— Start Page extract —

# Advice needed. Accident in Spain.



## redkite93

Father in law has been sandwiched between two lorries in northern Spain. Thankfully no injuries.... But vehicle not drive able or even fixable according to the local garage. In a local hotel waiting for insurance company to do there thing.
So I'm asking for any advice or information that they might need apart from the ones that immediately spring to mind, ie keep all receipts.


----------



## hogan

I would advise that any paperwork that you have or need to hand over is to get at least 2 copies.


----------



## inkey-2008

I would advise him to find a storage place to put all the bits and bobs in, the van will be unlocked and be handy for any toe rag to help themselves.

And find a one way van hire to bring it home.

If the van is a right off I doubt they will bring it home, my friends was left in southern France after it was written off, he then had to return with another van to get all the personal bits back home.

Andy


----------



## Grizzly

Also make sure that he takes a note, at the time, of who says what to whom, dated and timed and with the name of person who said it. It is useful, if you have any comeback with the insurance company or anyone else, to be able to quote back exactly what was said and who said it. With the insurance company it might be useful, at the end of any conversation, to give them a summary of what you think was agreed and ask them to confirm that this was so.

G


----------



## SilverFox13

We had an incident near Taragona a few years ago and had the van towed to the nearest Hymer dealer, which, although being super helpful we thought later that we should have got the van to the nearest campsite and weatherproofed it there and give ourselves some time. The insurer (Saga) seemed unsure of whether to repatriate it or get it repaired in Spain. 
The van ended up being repatriated to the UK which turned out to be disasterous. Some advice here .. it was looted and damaged so badly on its route home that it was a total write off when it arrived in the UK.

— End Page extract —

Problems and tasks =>
1. In the Spain accident thread:
(a) In what part of Spain was the father-in-law sandwiched between two lorries?
(b) How many copies of any paperwork does hogan advise getting, at minimum?
(c) Which insurer was involved in SilverFox13's incident near Taragona?
2. Rewrite the part of the Spain accident thread starting at "I would advise that" and ending at "bring it home.", replacing "van" with "camper".
The lines after the Spain accident thread are separate material, unrelated to it.

— Start Provided material —

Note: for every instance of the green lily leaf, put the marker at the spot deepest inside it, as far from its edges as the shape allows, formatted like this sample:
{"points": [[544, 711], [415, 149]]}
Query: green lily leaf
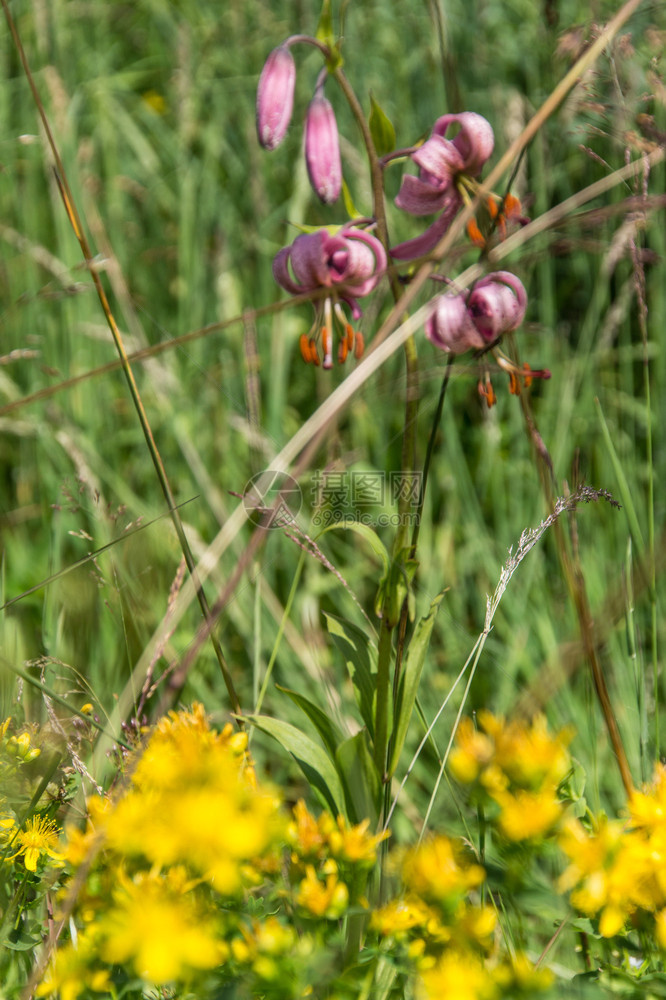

— End Provided material —

Outputs by task =>
1.
(a) Northern Spain
(b) At least 2
(c) Saga

2.
I would advise that any paperwork that you have or need to hand over is to get at least 2 copies.


----------



## inkey-2008

I would advise him to find a storage place to put all the bits and bobs in, the camper will be unlocked and be handy for any toe rag to help themselves.

And find a one way camper hire to bring it home.